WHAT YOU WILL DO: Reproduce the listing below word for word and leave out the picture.
======== ENTRIES PROVIDED ========
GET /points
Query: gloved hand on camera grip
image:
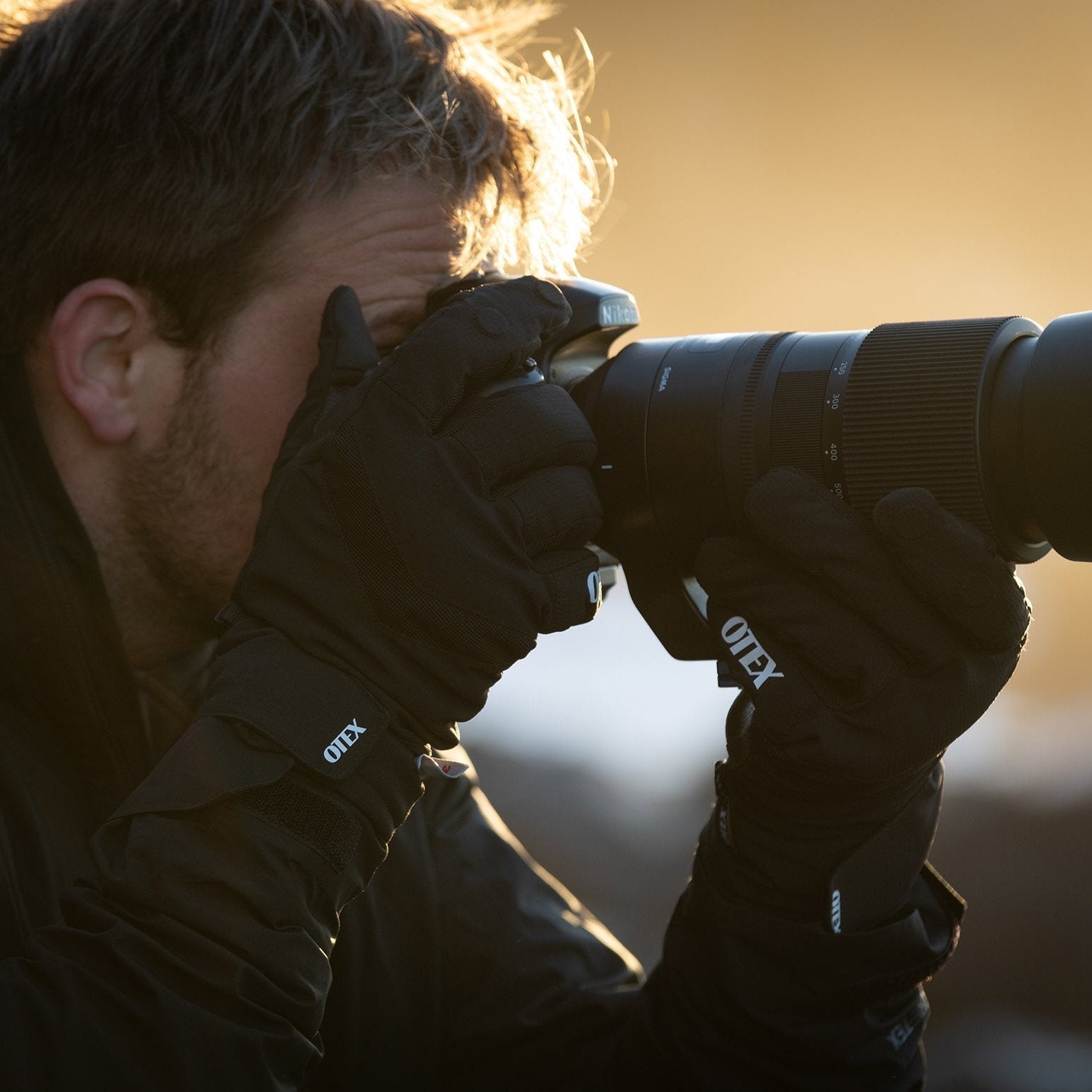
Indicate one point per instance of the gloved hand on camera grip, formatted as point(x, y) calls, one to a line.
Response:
point(415, 539)
point(863, 651)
========
THE OUTPUT:
GET /points
Query: gloved hand on camera grip
image:
Indicate one point per instance of the gloved hand on camera grip, formatted as point(x, y) calls, one to a line.
Response:
point(415, 539)
point(863, 651)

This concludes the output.